**Requirement**
Return every line in the items below that contains the string "command". Treat uppercase and lowercase letters as different.

— begin —

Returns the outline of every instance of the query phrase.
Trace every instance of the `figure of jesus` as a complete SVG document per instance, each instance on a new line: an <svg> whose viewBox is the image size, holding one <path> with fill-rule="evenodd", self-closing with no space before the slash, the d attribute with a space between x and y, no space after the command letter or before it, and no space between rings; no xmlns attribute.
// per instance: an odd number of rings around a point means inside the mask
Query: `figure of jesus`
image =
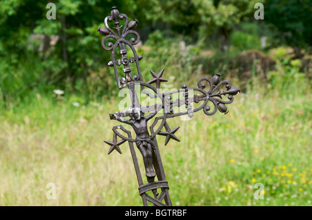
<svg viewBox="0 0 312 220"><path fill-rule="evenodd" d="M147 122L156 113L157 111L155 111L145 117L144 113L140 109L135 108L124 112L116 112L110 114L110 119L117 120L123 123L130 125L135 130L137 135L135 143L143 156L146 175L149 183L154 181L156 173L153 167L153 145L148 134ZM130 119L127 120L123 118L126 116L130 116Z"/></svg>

— end —
— begin —

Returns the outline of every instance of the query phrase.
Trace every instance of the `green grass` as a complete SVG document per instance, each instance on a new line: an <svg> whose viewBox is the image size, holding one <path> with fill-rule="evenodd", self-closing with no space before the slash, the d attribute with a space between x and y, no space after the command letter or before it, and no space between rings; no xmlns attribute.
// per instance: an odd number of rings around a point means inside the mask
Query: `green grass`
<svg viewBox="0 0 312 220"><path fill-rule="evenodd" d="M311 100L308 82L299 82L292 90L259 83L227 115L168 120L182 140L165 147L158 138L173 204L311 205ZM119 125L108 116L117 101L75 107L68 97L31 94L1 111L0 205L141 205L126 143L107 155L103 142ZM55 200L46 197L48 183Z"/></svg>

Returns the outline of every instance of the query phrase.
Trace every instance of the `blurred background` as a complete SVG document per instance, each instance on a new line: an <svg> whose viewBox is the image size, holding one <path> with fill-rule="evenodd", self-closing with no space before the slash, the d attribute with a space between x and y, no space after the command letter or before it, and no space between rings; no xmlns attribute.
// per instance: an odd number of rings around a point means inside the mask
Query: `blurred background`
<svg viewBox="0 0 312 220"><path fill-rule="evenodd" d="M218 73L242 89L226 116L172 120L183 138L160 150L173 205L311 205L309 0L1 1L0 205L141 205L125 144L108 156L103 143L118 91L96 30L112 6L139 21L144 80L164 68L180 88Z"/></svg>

— end —

**Answer for this exercise**
Trace every instance of the `figure of jesus` as a complete SVG document per instance, each instance on a new line: an <svg> whose viewBox is the image size, holding one <path> with fill-rule="evenodd", self-closing with no space before the slash, the d attribute with a space between x and y, no space after the command letter or before it, and no space between rings; no xmlns attribute.
Trace every instance of the `green grass` as a complete SVG document per instance, each instance on a new line: an <svg> whose viewBox is the image size, holding one <path> with fill-rule="evenodd", self-closing with no space before the slash, the d attribute with a space between x and y, no space after the command letter or before it, and no space between rings; no xmlns attribute.
Trace every instance of the `blurred background` as a complete SVG document per instance, each instance on a new line: an <svg> whose viewBox is the image size, holding one <path> with fill-rule="evenodd", self-closing with no space before the slash, the d attribute with a space between x and y, no space after the command letter or before it, and no space between rings; no xmlns attribute.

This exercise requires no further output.